TASK DESCRIPTION
Set down the entries below once more, precisely as they stand.

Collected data

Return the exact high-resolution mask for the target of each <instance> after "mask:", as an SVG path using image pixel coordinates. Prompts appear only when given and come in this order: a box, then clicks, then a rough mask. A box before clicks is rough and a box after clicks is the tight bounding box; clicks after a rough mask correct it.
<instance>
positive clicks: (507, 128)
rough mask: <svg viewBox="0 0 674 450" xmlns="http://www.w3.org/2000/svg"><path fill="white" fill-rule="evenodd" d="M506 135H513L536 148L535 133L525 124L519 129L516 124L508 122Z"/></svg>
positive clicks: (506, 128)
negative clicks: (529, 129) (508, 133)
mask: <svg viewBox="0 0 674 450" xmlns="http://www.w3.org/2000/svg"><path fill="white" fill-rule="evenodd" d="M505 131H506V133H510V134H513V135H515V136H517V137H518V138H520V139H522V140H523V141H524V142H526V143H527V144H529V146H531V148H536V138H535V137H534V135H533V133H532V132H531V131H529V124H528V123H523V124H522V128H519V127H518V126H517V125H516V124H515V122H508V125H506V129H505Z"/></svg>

EXERCISE SOLUTION
Return the exact high-resolution mask for the target of each <instance> after "mask:", as an SVG path using image pixel coordinates. Prompts appear only when given and come in this order: a box, then clicks, then a rough mask. A box before clicks is rough and a box after clicks is the tight bounding box; clicks after a rough mask correct it.
<instance>
positive clicks: (507, 128)
rough mask: <svg viewBox="0 0 674 450" xmlns="http://www.w3.org/2000/svg"><path fill="white" fill-rule="evenodd" d="M506 135H513L536 148L535 133L525 124L519 129L516 124L508 122Z"/></svg>
positive clicks: (506, 128)
negative clicks: (529, 129) (508, 133)
mask: <svg viewBox="0 0 674 450" xmlns="http://www.w3.org/2000/svg"><path fill="white" fill-rule="evenodd" d="M505 131H506V133H510V134H513V135H515V136H517V137H518V138H520V139H522V140H523V141H524V142H526V143H527V144H529V146H531V148H536V138H535V137H534V135H533V133H532V132H531V131H529V124H528V123H523V124H522V128H519V127H518V126H517V125H516V124H515V122H508V125H506V129H505Z"/></svg>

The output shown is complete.